--- Provided passage Enclosed Below ---

What do you want to heal or change with writing?
I really want to get a handle on how much I dwell on the past. I still get very angry over things that I really should let go. I'm still angry at dad for favoring my bro, for not being able to comfort or be compassionate toward me. I'm still mad at him for treating mom as he did. I blame that on why she had so little emotion to give me. It also might be why she really had it in for my bro when he was younger. There were times when she used to wail on him. I don't know if her father was like that, or grandma, or if she was mad at dad so she took it out on "his" son.
I'm mad at her for not protecting me. I'm mad at her for dying. She had a preventable illness. If she just stopped drinking she could have lived another ten years maybe. She robbed Bri of a grandma. That pisses me off. I can't share this experience with her. She distanced herself from me, perhaps out of shame or grief that she knew she was dying. She was trying to keep it a secret from me.
I don't think I can ever forgive my brother. He was a parasite and a predator. He abused me and then preyed upon mom as soon as dad was out of the way and couldn't protect her. He is the lowest of the low.

--- End of Enclosed Provided passage ---
--- Excerpted records Enclosed Below ---

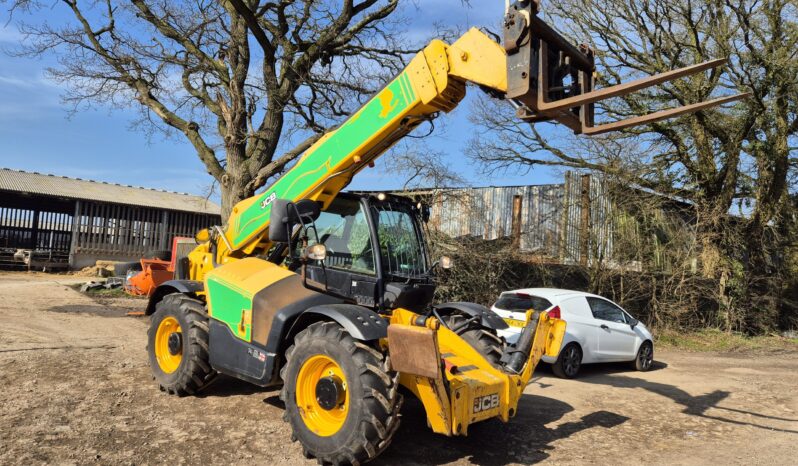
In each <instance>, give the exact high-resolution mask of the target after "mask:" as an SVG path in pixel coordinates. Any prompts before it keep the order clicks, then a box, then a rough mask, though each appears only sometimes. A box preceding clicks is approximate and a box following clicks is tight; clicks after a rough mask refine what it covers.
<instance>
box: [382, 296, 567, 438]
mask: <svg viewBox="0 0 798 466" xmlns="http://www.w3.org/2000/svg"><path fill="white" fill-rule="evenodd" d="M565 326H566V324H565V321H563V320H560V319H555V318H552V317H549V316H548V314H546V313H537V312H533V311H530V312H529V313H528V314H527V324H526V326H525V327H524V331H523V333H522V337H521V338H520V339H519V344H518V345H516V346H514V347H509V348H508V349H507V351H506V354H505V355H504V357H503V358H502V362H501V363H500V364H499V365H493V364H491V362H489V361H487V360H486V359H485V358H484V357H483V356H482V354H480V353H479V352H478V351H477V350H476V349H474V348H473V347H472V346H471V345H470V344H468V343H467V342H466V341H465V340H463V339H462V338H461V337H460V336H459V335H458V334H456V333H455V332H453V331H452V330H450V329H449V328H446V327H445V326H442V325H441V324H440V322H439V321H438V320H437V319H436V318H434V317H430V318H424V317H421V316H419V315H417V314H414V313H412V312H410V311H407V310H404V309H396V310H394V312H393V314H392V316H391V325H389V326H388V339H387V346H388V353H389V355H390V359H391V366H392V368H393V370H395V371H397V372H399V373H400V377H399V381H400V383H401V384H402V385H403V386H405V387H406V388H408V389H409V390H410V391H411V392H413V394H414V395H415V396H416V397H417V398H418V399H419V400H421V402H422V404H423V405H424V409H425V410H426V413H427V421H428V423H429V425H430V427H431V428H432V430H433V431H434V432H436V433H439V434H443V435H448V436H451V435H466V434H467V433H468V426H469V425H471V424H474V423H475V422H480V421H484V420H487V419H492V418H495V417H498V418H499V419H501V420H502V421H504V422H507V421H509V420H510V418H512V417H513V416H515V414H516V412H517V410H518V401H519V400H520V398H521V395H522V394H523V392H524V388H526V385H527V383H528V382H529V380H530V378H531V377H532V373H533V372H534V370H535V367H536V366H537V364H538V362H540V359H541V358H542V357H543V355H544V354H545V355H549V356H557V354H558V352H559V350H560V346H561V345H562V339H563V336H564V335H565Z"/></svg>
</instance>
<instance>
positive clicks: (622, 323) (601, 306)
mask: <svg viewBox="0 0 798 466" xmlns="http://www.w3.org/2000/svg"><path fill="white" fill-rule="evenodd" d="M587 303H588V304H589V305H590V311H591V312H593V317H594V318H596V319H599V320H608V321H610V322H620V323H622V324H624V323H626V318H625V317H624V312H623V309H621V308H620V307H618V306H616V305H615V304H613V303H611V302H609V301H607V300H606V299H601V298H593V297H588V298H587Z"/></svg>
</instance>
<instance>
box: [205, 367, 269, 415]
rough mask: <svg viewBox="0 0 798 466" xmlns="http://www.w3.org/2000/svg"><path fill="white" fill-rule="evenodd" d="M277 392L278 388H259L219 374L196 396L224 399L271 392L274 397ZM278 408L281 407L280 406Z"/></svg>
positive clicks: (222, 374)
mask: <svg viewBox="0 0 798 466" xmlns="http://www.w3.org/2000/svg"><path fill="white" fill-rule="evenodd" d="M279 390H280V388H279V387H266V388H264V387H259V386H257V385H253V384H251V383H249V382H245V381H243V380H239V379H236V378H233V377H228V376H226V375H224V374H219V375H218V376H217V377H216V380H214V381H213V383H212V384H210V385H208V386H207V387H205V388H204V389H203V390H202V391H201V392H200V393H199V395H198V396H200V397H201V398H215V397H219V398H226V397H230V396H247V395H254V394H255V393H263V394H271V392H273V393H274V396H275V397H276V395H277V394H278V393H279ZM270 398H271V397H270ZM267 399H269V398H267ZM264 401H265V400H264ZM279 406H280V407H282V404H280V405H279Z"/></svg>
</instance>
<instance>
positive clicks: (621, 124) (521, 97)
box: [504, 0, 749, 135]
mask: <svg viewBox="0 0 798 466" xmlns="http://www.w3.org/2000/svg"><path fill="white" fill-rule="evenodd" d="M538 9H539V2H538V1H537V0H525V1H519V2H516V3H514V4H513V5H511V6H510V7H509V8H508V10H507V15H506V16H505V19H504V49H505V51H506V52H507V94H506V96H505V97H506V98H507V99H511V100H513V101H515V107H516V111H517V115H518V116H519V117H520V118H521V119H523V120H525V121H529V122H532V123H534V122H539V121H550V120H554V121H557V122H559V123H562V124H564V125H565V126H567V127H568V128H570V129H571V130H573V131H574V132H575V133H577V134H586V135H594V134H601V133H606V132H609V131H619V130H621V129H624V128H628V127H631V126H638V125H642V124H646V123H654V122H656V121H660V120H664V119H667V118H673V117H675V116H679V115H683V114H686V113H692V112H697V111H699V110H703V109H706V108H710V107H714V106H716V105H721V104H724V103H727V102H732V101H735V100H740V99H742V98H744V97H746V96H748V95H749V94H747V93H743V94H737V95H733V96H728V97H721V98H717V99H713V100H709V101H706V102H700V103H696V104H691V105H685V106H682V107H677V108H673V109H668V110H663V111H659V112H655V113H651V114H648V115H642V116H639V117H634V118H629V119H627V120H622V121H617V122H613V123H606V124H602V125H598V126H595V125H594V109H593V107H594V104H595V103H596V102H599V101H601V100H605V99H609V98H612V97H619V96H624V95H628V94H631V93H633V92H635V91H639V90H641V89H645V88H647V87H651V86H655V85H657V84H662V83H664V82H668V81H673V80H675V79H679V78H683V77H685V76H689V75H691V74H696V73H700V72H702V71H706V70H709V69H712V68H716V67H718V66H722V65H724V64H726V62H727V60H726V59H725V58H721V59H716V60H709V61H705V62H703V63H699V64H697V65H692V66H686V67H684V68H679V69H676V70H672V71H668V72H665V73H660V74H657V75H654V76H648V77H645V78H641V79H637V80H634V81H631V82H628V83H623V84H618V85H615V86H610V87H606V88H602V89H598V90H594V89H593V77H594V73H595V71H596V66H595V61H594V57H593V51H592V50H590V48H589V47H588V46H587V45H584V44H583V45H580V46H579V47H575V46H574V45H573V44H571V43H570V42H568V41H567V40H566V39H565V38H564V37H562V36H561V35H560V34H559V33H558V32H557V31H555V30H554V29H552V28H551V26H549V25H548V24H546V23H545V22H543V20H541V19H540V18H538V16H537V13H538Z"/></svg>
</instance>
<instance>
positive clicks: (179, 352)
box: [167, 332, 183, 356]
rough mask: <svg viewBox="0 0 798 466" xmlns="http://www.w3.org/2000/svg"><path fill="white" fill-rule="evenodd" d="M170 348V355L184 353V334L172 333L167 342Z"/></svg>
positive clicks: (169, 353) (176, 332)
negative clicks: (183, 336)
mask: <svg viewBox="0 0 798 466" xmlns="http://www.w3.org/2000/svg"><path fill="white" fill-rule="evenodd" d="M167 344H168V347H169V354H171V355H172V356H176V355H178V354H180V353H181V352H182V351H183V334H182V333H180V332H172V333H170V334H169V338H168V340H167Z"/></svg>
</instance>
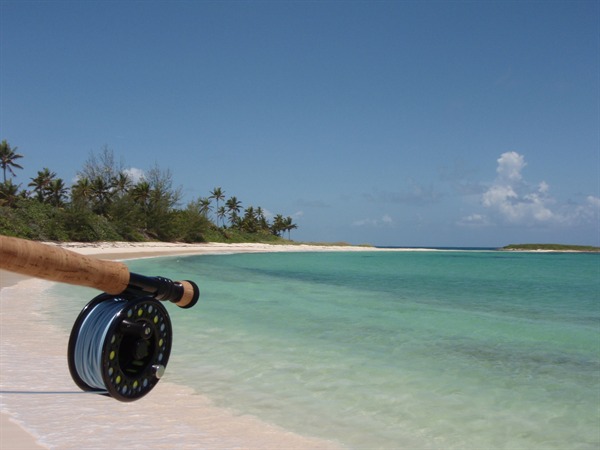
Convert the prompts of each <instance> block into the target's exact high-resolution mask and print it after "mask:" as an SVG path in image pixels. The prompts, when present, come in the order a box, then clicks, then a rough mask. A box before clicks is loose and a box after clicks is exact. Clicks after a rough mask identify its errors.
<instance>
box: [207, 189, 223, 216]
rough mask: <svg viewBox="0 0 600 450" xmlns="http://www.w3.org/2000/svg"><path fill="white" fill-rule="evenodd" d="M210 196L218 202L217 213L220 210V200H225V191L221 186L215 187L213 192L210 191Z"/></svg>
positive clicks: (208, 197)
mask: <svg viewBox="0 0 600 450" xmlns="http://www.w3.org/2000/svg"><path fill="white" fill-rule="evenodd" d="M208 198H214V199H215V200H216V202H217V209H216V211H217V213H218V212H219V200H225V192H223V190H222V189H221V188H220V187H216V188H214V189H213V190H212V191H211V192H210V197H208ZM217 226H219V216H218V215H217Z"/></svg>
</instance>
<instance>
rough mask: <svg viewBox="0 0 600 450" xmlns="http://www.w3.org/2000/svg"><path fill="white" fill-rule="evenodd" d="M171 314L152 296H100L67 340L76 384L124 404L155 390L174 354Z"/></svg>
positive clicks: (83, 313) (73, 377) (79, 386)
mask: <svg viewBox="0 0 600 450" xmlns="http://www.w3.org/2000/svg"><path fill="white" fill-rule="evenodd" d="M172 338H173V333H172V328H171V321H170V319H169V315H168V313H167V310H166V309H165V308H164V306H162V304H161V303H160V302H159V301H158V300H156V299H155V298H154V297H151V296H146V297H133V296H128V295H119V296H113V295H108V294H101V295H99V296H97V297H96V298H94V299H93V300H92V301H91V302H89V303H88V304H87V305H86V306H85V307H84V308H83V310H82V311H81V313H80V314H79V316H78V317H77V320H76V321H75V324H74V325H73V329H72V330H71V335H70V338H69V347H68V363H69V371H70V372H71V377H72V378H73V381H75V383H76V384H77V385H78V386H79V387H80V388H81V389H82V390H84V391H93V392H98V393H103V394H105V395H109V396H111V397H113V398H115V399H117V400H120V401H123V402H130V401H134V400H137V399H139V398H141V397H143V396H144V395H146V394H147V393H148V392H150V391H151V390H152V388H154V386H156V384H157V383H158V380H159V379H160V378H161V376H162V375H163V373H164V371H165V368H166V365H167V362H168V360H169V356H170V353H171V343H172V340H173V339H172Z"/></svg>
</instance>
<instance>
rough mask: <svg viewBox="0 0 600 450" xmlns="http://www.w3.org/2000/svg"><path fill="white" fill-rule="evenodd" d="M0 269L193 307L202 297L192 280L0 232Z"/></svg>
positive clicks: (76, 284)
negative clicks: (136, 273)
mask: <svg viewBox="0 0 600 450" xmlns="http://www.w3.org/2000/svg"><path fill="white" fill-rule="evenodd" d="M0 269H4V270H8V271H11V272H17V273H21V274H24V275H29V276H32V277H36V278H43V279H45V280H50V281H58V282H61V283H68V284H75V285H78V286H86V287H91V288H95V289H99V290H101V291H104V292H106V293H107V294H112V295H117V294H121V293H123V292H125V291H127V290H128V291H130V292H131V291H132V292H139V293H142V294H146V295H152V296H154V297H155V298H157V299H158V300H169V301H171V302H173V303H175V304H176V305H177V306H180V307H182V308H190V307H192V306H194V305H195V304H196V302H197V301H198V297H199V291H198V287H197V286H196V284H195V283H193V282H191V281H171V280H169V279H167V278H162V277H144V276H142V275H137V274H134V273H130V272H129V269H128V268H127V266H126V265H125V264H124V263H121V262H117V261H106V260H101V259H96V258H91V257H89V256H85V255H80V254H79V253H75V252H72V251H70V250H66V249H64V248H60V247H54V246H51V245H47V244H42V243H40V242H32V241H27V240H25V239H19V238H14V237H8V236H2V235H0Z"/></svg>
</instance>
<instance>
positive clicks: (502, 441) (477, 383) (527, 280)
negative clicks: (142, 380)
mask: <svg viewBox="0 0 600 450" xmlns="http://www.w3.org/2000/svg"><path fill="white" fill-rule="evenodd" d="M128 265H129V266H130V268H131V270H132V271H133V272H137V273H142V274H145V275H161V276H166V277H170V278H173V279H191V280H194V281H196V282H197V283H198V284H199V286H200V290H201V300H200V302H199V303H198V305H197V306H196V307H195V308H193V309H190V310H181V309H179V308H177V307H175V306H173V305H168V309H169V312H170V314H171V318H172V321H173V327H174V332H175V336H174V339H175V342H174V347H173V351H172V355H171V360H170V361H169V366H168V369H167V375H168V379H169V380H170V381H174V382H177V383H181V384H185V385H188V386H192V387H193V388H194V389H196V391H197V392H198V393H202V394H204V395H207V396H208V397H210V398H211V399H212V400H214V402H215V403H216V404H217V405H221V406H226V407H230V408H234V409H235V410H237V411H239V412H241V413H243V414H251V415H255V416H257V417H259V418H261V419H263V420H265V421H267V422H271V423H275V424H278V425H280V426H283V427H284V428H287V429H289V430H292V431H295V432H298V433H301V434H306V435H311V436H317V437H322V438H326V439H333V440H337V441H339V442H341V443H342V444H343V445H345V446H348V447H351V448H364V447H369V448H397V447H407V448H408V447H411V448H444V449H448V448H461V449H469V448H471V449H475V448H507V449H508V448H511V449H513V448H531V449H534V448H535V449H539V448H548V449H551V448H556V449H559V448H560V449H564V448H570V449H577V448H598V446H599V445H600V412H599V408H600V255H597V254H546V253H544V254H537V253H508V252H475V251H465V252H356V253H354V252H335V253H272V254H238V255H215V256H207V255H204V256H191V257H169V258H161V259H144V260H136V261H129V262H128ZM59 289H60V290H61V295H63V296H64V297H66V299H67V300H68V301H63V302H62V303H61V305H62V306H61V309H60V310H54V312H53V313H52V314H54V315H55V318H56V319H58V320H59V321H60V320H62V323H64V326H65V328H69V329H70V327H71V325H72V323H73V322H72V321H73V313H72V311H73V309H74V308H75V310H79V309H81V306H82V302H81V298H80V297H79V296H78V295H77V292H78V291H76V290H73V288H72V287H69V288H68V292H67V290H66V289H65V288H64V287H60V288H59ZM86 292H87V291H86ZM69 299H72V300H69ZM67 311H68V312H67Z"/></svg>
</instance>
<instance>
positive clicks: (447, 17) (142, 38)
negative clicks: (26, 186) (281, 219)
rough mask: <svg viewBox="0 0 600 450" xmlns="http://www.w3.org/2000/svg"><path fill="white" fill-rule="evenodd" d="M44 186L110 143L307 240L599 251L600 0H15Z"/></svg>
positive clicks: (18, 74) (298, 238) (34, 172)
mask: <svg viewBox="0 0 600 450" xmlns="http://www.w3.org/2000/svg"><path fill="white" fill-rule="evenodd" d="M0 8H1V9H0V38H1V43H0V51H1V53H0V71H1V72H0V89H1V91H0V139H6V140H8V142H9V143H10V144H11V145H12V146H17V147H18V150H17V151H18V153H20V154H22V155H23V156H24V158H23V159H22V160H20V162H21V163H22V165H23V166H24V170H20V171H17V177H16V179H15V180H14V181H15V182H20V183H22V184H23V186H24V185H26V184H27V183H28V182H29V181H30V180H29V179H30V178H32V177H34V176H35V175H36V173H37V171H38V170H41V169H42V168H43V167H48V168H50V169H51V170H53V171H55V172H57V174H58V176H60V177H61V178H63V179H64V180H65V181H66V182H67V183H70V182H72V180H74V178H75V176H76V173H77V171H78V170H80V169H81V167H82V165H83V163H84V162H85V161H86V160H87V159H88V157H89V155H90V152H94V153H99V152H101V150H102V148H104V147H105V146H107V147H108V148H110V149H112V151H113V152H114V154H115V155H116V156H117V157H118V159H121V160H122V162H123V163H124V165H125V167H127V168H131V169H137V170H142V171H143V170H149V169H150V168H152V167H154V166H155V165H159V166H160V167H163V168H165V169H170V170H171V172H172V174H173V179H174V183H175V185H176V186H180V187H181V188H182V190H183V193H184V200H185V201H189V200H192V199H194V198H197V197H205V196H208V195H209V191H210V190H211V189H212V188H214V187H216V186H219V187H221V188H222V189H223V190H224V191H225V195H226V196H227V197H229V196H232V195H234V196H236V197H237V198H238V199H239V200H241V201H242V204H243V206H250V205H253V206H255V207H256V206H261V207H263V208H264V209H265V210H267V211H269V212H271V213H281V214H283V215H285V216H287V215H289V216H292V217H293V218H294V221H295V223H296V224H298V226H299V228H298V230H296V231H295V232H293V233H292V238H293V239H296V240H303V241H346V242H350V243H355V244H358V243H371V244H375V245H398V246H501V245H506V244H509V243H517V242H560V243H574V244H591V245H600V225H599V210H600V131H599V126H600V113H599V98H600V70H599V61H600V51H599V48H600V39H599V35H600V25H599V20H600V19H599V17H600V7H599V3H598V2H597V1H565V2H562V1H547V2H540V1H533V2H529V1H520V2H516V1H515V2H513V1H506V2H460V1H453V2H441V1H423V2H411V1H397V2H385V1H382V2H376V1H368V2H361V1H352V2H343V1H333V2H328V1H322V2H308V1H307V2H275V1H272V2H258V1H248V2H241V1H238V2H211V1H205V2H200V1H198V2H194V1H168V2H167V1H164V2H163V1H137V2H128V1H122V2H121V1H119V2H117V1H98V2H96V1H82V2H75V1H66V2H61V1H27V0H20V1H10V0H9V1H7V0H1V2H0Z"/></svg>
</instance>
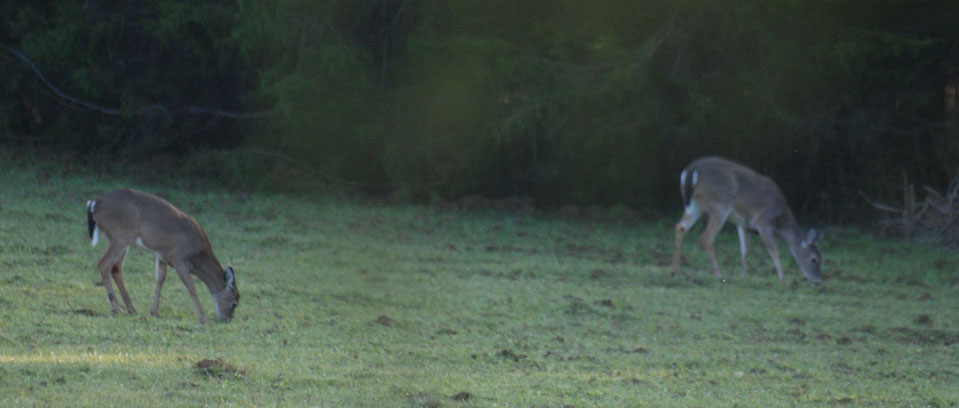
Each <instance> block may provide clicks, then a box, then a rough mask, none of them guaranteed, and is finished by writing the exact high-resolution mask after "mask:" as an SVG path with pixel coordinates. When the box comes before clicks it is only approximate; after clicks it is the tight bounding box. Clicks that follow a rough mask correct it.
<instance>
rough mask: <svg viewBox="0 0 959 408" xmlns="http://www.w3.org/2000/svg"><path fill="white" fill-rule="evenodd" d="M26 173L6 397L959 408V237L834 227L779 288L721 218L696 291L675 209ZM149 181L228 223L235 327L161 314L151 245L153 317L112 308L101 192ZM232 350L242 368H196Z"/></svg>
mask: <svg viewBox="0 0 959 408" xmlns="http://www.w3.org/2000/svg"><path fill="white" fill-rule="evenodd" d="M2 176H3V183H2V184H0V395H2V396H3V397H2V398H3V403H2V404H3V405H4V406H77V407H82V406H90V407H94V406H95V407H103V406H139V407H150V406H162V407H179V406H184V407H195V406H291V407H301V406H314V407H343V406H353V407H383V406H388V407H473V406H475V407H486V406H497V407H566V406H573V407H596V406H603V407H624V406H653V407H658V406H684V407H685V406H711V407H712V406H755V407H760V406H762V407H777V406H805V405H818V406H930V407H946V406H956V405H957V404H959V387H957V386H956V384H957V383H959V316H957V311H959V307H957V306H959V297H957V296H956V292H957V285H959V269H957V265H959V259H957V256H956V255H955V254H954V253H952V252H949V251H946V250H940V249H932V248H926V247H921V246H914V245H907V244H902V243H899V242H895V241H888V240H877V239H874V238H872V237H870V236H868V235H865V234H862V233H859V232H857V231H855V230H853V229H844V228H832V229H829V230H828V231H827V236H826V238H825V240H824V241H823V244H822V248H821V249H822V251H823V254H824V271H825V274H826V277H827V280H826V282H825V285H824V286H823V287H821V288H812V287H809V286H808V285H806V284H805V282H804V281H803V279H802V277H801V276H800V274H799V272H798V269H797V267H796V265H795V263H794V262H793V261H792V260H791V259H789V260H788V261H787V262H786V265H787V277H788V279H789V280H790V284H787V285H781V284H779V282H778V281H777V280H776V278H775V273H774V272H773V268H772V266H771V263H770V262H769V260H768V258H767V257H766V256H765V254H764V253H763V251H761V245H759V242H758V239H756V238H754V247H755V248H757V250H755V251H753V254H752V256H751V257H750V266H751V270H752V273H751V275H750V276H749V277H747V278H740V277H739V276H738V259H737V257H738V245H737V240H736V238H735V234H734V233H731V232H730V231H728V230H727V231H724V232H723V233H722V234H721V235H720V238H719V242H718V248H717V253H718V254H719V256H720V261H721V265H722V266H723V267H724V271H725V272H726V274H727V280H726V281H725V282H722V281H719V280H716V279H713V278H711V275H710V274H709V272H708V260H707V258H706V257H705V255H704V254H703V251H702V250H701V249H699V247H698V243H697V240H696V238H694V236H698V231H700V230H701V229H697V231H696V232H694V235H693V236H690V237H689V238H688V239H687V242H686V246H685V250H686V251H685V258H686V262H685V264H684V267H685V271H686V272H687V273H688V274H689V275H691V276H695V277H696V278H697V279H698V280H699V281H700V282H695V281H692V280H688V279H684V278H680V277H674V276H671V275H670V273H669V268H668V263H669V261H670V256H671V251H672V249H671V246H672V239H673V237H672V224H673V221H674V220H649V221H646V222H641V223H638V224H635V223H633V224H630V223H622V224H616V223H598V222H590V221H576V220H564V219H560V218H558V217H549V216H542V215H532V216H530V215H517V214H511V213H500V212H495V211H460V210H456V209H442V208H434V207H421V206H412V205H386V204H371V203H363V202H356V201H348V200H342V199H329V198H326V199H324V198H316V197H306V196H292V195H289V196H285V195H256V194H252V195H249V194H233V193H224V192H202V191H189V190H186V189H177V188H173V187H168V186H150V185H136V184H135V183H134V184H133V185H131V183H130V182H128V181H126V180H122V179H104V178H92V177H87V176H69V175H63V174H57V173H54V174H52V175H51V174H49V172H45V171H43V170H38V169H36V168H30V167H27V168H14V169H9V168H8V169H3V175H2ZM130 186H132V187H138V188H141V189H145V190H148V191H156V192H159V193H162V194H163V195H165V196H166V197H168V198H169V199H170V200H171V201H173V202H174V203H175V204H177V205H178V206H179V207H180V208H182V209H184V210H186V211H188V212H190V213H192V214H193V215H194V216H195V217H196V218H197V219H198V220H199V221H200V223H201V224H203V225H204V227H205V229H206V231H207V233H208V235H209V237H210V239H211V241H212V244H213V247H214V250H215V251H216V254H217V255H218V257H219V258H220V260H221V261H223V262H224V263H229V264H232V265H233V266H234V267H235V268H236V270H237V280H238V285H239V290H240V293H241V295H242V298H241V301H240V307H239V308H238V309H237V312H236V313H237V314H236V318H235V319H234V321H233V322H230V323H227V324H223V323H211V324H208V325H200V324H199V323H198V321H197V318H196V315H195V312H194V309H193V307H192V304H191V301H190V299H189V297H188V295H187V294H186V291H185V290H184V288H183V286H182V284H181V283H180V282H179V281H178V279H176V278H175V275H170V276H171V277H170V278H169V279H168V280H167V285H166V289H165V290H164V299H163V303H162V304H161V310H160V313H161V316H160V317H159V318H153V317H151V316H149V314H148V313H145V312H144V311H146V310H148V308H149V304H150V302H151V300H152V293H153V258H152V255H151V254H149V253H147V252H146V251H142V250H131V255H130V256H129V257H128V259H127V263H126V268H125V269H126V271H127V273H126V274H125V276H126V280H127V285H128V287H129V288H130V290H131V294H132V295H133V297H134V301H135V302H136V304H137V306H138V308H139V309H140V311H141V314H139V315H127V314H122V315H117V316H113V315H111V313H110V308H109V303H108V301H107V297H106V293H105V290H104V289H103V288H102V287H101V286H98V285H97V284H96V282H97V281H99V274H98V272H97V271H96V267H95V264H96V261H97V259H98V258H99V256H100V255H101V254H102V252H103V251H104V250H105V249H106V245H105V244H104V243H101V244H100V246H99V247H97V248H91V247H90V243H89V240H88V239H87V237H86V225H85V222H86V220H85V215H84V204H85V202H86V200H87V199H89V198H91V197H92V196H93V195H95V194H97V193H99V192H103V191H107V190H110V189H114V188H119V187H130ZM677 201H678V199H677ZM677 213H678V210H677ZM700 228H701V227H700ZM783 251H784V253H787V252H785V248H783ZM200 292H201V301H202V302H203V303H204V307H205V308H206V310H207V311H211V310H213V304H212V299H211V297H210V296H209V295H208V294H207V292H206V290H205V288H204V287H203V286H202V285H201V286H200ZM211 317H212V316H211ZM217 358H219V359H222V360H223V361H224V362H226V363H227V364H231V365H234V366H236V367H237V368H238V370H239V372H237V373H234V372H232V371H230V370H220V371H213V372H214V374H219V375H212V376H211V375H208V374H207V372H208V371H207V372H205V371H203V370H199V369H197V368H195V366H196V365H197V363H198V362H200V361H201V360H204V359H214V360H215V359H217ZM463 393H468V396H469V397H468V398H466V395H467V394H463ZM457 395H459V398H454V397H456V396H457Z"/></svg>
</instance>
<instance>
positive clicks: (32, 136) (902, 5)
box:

--- End of Enclosed Excerpted records ---

**Things to do**:
#1 Answer these questions using the passage about family anger:
(a) What does the writer want to get a handle on through writing?
(b) According to the writer, how much longer might the mother have lived if she had stopped drinking?
(c) What two nouns does the writer use to describe the brother?
#2 Rewrite the paragraph of the passage about family anger that begins "I'm mad at her for not protecting me" as a short bulleted list that keeps its main facts.
#3 Output the section of the passage about family anger that begins at the words "I'm mad at her for not" and stops after "secret from me.", copying it word for word.
The entries have nothing to do with what is asked here.

**Problem solutions**:
#1
(a) How much the writer dwells on the past.
(b) Maybe another ten years.
(c) A parasite and a predator.

#2
- The writer is angry at the mother for not protecting them and for dying.
- Her illness was preventable; if she had stopped drinking, she might have lived about ten more years.
- She robbed Bri of a grandma, and the writer can't share this experience with her.
- She distanced herself from the writer, perhaps out of shame or grief that she knew she was dying, and tried to keep it a secret.

#3
I'm mad at her for not protecting me. I'm mad at her for dying. She had a preventable illness. If she just stopped drinking she could have lived another ten years maybe. She robbed Bri of a grandma. That pisses me off. I can't share this experience with her. She distanced herself from me, perhaps out of shame or grief that she knew she was dying. She was trying to keep it a secret from me.